__Extract__
--

NEW YORK (Reuters Health) - Lower cardiorespiratory fitness and higher body weight are independently associated with the development of type 2 diabetes in women, new research suggests.
"These findings underscore the critical importance of promoting regular physical activity and maintaining normal weight for diabetes prevention," Dr. Xuemei Sui, of the University of South Carolina, Columbia, said in an interview with Reuters Health.
Sui and associates followed 6,249 women between the ages of 20 and 79 years for 17 years. The women were free of heart disease, cancer, and diabetes at the outset.
A total of 143 women developed type 2 diabetes during follow up. After adjusting for a number of factors including body weight, women in the middle and upper thirds of cardiorespiratory fitness, as determined by a treadmill exercise test, had significantly lower risks of diabetes compared to the least fit third.

--

__Data listing__
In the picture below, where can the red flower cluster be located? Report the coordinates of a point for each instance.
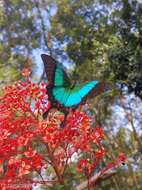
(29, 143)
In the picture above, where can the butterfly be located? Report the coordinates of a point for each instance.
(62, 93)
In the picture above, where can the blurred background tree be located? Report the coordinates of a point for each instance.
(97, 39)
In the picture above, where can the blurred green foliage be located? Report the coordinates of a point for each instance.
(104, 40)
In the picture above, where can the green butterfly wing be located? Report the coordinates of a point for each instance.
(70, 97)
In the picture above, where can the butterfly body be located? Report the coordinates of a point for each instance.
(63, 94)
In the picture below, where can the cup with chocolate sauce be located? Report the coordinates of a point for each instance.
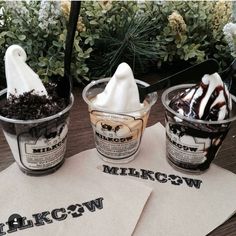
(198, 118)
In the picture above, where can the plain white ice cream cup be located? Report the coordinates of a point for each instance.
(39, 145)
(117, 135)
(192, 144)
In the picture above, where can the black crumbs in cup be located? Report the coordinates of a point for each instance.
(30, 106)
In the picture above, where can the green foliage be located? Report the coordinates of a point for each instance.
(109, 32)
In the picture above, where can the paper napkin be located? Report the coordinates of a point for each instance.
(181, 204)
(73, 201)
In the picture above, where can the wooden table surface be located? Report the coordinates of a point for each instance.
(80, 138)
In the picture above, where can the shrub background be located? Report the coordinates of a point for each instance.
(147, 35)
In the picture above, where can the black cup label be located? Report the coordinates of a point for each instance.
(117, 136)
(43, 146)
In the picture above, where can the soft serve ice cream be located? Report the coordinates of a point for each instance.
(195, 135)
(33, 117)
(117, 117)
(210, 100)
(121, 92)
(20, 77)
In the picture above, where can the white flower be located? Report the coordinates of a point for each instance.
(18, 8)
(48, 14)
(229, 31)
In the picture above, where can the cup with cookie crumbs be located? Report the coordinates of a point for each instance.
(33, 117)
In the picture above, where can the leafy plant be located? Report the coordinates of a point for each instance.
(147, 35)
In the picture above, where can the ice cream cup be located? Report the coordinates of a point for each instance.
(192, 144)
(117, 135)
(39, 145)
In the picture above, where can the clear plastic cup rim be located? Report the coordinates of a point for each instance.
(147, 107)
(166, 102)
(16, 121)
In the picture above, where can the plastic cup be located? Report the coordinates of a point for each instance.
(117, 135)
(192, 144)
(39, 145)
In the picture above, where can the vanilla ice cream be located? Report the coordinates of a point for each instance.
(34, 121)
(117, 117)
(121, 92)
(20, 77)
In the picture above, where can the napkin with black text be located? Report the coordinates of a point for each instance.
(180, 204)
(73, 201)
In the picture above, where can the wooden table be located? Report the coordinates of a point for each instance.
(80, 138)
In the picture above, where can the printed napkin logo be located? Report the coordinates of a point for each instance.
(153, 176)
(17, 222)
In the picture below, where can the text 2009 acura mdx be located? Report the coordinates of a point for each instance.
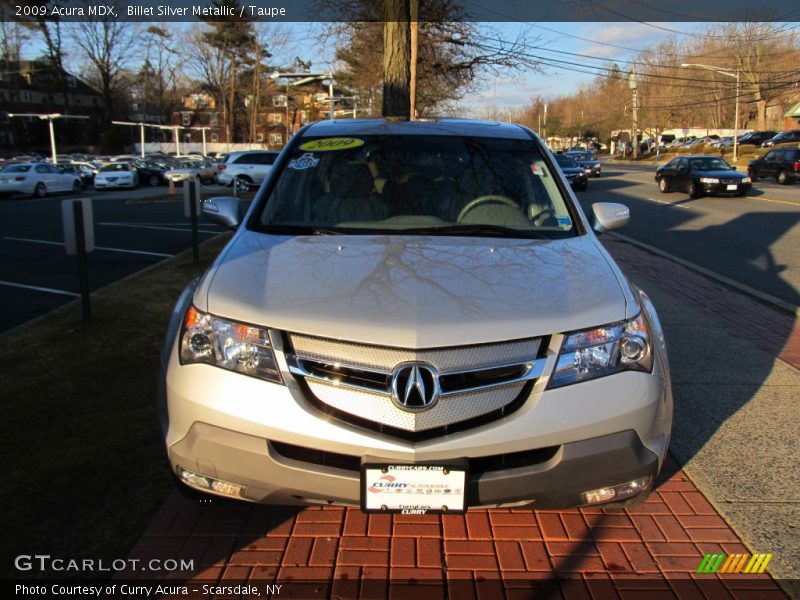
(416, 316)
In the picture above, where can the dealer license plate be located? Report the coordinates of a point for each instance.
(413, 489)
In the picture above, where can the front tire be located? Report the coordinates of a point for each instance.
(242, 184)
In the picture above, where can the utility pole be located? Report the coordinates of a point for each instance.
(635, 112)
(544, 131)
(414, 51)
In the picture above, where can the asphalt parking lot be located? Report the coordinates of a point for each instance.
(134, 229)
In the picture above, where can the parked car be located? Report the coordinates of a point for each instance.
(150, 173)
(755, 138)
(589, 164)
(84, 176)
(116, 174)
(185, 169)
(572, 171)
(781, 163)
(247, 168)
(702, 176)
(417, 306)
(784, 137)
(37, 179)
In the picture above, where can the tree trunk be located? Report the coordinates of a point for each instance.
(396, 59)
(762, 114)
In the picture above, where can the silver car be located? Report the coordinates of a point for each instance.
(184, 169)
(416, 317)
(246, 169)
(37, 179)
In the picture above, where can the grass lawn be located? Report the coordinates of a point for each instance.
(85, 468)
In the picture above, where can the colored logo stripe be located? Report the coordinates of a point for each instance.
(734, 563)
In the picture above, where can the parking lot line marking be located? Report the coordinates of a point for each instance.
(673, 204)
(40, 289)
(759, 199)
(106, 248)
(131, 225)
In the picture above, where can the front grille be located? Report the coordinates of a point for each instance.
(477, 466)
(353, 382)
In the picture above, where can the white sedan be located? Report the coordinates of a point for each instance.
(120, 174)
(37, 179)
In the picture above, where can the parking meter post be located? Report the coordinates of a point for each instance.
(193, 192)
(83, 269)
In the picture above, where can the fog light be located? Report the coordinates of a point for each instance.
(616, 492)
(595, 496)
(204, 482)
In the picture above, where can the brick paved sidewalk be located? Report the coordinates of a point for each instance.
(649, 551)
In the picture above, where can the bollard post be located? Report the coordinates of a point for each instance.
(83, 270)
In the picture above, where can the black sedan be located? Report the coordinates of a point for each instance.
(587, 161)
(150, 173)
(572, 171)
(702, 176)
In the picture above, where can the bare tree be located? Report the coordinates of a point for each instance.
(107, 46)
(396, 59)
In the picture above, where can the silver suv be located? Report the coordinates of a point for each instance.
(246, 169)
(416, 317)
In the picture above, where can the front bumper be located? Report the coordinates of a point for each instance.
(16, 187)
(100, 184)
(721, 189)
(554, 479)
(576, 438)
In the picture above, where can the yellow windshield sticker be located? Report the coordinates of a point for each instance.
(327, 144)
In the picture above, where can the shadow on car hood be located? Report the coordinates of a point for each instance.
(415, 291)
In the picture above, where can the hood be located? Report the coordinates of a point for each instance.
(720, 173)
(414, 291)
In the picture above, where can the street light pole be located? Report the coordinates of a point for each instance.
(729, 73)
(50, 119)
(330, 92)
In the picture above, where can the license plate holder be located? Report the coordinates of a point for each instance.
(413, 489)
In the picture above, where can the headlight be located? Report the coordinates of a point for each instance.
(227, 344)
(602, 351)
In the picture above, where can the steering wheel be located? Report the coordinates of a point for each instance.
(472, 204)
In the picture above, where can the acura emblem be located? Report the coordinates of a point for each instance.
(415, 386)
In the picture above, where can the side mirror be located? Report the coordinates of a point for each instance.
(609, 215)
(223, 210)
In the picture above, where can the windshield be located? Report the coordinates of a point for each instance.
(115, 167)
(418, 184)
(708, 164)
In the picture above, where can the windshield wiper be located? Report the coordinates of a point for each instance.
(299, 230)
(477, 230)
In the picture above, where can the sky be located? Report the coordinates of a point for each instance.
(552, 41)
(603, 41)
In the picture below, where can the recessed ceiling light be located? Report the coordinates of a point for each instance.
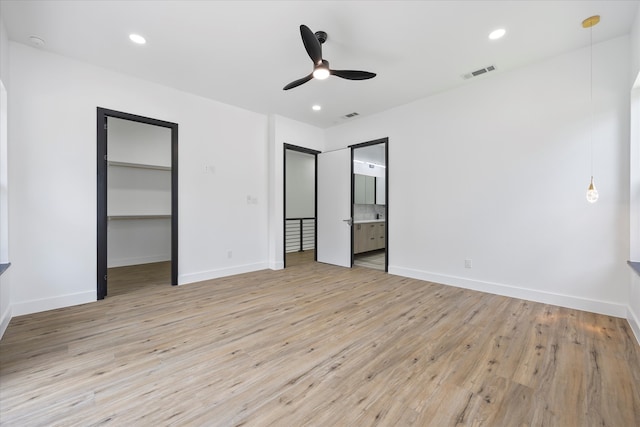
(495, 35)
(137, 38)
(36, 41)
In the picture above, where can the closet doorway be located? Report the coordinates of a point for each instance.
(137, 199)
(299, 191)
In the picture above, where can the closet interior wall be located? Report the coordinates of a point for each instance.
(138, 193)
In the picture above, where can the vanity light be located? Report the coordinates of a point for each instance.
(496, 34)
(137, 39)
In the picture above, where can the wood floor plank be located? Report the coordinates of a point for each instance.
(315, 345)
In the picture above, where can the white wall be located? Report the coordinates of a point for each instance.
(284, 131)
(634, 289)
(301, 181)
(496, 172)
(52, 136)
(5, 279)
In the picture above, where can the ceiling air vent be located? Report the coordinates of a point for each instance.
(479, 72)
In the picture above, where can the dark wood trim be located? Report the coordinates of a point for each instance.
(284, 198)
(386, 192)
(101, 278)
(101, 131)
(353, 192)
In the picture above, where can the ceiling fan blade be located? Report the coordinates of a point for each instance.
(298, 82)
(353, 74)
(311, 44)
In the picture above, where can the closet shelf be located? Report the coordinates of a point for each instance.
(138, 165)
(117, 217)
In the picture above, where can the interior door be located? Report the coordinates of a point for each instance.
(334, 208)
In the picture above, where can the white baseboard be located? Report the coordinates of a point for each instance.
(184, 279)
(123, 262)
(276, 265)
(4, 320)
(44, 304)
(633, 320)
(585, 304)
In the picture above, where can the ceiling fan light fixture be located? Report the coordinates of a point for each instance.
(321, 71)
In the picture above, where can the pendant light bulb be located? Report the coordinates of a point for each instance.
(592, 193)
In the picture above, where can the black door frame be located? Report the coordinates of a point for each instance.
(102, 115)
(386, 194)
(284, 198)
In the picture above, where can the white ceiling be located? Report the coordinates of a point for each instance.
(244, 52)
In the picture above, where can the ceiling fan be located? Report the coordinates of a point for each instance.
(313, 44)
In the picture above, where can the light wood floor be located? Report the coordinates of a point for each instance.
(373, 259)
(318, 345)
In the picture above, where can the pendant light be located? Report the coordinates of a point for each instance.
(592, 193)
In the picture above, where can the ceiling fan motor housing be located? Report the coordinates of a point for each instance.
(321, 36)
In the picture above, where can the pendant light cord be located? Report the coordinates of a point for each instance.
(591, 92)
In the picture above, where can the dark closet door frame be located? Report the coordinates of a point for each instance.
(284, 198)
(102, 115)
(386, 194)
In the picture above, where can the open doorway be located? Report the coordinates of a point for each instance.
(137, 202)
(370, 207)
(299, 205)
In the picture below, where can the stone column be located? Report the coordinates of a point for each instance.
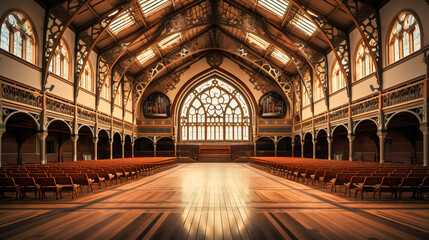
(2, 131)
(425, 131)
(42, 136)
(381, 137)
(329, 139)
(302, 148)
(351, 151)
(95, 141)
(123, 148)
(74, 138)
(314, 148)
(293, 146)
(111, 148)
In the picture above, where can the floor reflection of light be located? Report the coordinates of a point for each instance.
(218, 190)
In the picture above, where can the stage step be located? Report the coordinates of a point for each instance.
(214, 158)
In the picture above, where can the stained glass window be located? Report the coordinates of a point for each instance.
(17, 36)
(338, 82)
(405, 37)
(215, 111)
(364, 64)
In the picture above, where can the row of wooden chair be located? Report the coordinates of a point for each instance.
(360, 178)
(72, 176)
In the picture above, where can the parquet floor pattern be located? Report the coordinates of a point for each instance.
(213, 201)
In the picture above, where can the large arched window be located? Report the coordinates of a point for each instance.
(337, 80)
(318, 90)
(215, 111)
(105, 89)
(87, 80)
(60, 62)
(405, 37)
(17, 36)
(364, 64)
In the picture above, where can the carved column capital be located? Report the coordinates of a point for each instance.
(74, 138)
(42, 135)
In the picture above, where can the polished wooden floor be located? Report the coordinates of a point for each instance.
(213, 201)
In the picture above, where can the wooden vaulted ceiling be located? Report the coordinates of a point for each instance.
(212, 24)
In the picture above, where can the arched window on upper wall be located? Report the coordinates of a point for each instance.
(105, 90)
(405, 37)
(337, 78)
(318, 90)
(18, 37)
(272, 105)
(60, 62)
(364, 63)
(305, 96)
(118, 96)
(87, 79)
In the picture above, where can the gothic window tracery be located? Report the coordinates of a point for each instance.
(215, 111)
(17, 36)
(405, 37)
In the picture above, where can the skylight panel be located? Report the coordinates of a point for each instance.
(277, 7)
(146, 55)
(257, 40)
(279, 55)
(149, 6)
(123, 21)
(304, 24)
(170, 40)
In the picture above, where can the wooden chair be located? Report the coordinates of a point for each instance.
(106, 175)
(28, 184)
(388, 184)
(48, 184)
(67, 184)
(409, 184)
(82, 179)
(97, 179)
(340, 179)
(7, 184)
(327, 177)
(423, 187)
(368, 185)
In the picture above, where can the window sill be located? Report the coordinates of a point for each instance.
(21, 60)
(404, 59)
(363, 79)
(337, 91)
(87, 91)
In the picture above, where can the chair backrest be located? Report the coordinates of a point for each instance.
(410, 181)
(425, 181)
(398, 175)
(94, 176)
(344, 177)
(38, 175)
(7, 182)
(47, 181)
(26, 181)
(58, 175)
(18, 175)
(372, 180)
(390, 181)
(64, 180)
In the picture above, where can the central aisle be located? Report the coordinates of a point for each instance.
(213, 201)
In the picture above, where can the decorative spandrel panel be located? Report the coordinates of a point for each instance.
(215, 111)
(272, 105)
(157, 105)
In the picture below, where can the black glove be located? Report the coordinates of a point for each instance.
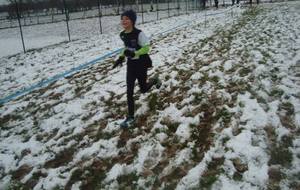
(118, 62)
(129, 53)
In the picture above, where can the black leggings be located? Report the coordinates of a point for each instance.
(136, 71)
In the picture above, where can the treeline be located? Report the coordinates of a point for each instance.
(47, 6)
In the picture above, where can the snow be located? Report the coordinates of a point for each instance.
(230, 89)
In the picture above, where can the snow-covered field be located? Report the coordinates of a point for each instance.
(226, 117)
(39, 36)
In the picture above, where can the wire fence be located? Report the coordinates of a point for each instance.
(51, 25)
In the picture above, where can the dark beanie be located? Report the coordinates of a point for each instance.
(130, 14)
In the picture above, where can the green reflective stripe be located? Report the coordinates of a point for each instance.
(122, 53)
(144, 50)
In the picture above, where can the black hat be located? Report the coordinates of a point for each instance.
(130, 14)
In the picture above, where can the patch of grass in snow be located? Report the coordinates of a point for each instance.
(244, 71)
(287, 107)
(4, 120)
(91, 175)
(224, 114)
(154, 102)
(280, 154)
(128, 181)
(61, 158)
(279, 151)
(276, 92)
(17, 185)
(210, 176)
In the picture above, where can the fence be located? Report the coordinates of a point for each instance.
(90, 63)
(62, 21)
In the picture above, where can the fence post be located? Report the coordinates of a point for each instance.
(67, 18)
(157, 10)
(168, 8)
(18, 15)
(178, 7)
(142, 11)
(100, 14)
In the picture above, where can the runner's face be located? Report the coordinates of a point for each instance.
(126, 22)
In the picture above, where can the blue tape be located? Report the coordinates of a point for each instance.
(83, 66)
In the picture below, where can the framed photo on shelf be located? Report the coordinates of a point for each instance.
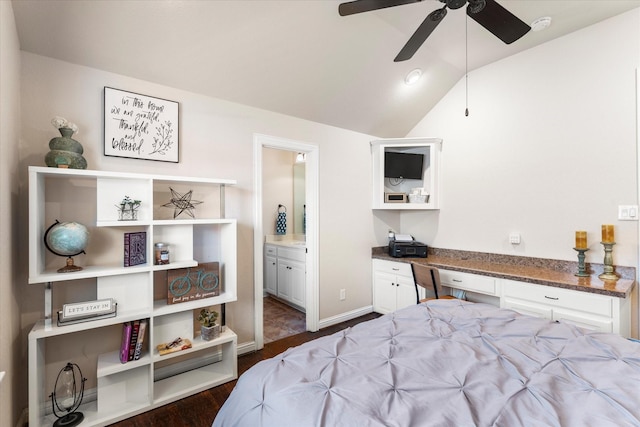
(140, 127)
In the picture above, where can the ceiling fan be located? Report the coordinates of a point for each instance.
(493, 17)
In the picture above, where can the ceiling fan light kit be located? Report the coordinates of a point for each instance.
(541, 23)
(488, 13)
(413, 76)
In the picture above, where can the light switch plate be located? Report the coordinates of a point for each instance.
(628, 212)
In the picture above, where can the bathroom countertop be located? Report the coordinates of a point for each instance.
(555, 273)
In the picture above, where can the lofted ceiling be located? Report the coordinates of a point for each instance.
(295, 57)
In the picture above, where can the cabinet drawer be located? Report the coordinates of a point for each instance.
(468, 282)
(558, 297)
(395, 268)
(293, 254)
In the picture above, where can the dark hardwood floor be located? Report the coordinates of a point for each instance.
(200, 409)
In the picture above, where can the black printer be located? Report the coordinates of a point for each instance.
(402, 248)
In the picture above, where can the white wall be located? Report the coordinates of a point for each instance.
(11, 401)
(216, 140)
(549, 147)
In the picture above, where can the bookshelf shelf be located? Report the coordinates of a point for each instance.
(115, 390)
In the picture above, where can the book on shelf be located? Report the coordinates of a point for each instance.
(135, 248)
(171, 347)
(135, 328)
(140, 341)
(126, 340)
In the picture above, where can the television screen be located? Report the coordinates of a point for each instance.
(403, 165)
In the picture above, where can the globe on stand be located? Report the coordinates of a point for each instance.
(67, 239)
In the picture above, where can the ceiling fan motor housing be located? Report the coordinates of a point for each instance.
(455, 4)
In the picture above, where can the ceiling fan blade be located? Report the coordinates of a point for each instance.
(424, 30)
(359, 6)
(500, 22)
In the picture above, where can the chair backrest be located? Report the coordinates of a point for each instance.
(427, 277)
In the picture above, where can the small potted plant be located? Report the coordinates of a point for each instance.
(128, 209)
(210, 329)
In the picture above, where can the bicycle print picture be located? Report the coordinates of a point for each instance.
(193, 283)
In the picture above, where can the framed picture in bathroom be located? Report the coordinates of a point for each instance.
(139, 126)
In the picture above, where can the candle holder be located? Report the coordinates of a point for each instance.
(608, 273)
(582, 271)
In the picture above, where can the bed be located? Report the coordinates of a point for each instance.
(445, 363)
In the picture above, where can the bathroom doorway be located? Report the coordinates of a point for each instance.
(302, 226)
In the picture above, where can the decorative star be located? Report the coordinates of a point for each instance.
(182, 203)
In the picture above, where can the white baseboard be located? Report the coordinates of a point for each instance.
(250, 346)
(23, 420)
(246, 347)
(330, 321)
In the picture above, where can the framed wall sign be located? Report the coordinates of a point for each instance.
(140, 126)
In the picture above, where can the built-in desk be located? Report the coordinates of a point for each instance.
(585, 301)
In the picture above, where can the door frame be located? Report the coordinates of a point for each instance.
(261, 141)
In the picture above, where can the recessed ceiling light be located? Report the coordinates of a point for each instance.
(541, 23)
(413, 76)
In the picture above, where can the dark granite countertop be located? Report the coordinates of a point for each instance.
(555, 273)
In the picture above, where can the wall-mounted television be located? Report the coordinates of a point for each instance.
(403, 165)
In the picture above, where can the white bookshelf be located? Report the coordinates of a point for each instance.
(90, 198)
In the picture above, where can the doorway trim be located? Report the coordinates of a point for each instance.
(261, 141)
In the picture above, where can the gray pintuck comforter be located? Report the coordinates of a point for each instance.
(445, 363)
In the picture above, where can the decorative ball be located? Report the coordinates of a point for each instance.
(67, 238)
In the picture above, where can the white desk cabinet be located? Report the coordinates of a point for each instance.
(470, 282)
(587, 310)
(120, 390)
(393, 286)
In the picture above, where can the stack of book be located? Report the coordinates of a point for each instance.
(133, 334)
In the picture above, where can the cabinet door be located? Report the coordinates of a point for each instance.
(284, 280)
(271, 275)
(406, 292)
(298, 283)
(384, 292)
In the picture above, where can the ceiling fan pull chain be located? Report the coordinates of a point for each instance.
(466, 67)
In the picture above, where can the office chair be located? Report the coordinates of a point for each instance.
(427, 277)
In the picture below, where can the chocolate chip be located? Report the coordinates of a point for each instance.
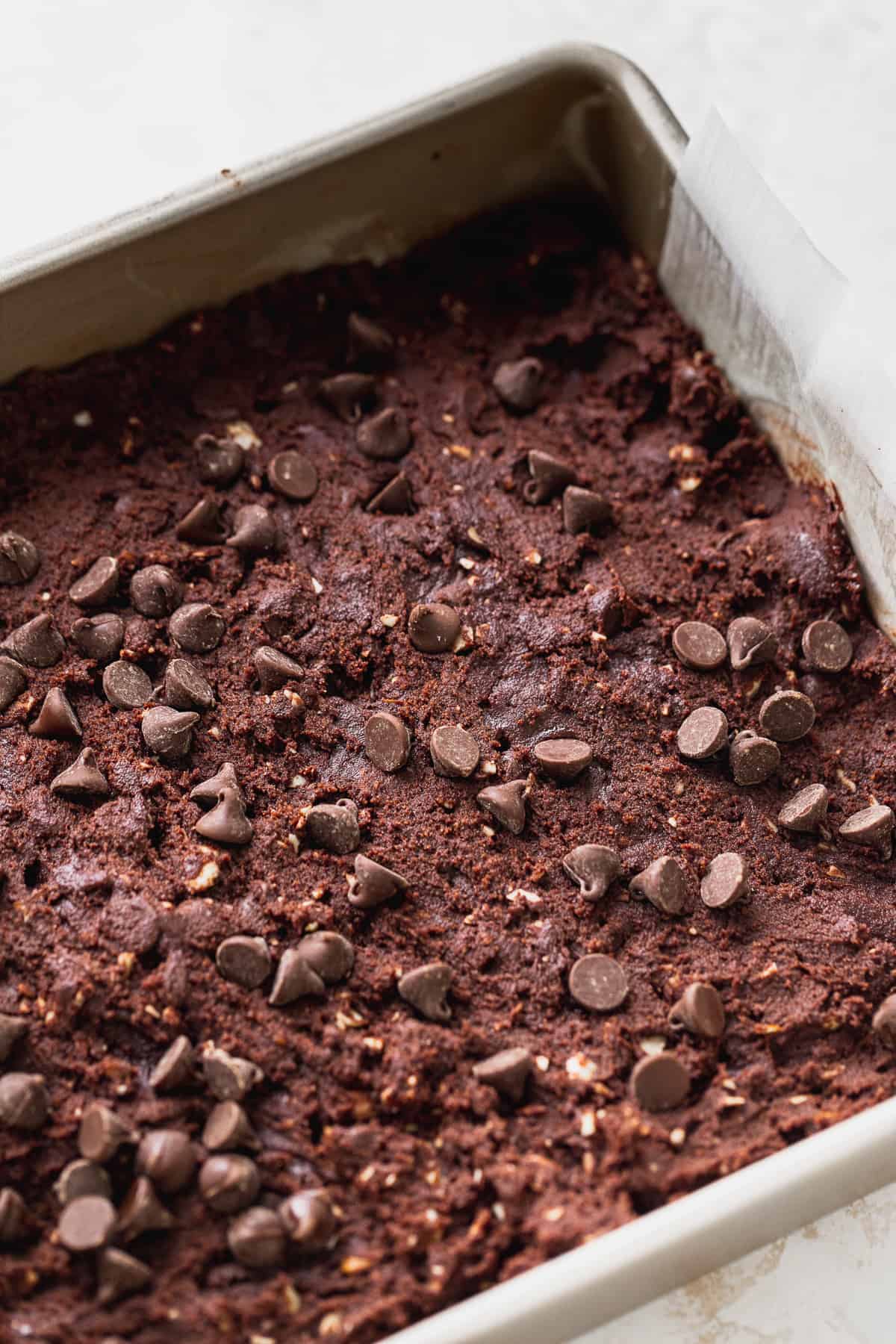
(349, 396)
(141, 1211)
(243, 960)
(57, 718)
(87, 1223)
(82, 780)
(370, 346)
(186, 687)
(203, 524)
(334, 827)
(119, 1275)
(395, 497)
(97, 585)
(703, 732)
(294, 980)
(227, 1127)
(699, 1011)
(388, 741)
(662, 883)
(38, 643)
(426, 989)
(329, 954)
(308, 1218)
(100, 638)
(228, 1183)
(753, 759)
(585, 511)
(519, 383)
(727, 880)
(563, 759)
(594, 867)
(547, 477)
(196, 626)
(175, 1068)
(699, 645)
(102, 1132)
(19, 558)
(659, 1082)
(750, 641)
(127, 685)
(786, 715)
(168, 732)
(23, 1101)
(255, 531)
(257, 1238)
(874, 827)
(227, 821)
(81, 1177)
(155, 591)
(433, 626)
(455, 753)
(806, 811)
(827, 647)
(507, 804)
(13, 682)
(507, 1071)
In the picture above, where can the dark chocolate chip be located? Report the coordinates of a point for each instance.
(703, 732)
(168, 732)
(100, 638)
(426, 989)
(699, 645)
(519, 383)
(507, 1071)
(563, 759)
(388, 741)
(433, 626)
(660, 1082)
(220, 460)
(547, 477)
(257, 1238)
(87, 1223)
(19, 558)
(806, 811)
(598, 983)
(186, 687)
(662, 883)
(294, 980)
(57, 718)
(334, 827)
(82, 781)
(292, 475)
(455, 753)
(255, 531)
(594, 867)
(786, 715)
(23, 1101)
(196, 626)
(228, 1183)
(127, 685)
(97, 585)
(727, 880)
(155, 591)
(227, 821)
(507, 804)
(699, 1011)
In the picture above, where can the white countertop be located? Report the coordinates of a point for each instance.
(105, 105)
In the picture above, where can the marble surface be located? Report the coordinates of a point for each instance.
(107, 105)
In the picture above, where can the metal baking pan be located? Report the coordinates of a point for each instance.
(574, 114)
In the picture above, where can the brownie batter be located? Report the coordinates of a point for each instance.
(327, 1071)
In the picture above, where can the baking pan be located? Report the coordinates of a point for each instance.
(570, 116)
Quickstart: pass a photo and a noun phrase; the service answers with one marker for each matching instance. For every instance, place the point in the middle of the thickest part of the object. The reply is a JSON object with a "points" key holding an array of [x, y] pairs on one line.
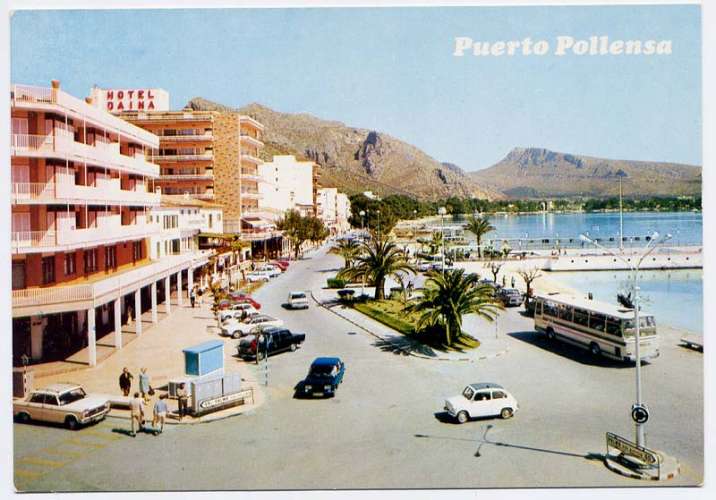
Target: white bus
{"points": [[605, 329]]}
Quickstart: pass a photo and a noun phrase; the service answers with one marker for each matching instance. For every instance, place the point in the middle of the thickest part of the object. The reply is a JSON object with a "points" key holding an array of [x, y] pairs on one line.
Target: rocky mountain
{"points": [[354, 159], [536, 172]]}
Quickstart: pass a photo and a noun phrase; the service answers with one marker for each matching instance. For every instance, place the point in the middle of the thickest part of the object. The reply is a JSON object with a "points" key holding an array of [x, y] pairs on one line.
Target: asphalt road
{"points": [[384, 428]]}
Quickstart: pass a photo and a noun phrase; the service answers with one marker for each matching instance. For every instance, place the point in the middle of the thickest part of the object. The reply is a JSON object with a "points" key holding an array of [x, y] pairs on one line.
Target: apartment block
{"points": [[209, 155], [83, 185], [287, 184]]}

--

__Task description__
Reproduce the Reuters Health report on fitness, weight, and type 2 diabetes in women word for word, in full.

__Finished task__
NEW YORK (Reuters Health) - Lower cardiorespiratory fitness and higher body weight are independently associated with the development of type 2 diabetes in women, new research suggests.
"These findings underscore the critical importance of promoting regular physical activity and maintaining normal weight for diabetes prevention," Dr. Xuemei Sui, of the University of South Carolina, Columbia, said in an interview with Reuters Health.
Sui and associates followed 6,249 women between the ages of 20 and 79 years for 17 years. The women were free of heart disease, cancer, and diabetes at the outset.
A total of 143 women developed type 2 diabetes during follow up. After adjusting for a number of factors including body weight, women in the middle and upper thirds of cardiorespiratory fitness, as determined by a treadmill exercise test, had significantly lower risks of diabetes compared to the least fit third.